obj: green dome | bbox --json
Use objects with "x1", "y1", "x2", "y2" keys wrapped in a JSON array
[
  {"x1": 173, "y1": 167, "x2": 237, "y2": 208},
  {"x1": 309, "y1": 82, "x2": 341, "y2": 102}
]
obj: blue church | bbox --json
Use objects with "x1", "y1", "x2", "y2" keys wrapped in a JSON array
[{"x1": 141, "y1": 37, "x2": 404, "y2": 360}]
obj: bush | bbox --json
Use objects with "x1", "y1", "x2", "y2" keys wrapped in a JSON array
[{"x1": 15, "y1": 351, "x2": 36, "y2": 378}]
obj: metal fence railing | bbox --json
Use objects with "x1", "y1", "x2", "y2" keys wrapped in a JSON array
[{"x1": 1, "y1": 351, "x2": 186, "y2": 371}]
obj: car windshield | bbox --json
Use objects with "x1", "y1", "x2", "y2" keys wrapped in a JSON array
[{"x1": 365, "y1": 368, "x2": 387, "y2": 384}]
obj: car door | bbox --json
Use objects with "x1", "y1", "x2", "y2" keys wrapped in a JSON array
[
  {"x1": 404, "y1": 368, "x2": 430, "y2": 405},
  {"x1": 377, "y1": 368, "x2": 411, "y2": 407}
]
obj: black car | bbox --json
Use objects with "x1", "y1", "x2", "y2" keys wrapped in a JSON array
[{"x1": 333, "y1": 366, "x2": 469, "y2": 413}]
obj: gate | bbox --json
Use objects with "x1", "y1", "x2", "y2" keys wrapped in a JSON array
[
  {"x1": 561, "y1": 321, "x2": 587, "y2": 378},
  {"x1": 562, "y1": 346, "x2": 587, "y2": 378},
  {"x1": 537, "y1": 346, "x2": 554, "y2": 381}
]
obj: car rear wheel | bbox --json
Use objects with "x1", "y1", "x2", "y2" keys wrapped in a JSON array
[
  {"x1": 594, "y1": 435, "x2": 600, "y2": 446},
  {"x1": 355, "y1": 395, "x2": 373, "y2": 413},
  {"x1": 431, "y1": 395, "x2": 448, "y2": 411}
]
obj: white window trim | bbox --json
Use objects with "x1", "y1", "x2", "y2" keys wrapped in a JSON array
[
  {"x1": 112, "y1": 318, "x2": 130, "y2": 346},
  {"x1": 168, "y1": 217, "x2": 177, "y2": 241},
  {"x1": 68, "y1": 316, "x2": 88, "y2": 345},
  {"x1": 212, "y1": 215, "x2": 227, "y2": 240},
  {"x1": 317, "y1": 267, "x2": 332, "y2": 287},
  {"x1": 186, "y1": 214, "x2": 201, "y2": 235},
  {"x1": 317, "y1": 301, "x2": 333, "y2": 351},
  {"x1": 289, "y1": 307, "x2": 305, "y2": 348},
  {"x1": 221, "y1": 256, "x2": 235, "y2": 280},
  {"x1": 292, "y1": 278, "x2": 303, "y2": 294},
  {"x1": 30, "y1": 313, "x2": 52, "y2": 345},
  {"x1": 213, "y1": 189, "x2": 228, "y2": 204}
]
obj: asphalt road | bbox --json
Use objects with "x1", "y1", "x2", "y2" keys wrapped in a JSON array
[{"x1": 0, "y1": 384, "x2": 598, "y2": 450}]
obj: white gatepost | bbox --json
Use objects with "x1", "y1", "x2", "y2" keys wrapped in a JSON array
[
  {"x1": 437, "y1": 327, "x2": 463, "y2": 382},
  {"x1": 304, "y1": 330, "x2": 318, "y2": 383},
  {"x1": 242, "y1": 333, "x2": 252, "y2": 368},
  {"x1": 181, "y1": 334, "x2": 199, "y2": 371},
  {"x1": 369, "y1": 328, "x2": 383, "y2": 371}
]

○ ○ ○

-- Assignment --
Using the records above, repeat exactly the lines from the first one through the line with "obj: bush | bbox --json".

-- Exercise response --
obj: green dome | bbox --json
Use objects with "x1", "y1", "x2", "y2" keys wrapped in a JSON array
[
  {"x1": 173, "y1": 167, "x2": 237, "y2": 208},
  {"x1": 309, "y1": 82, "x2": 341, "y2": 102}
]
obj: blue church | bbox --json
Use objects with "x1", "y1", "x2", "y2" keys wrapped in a JSON array
[{"x1": 141, "y1": 37, "x2": 404, "y2": 360}]
obj: bush | bbox --json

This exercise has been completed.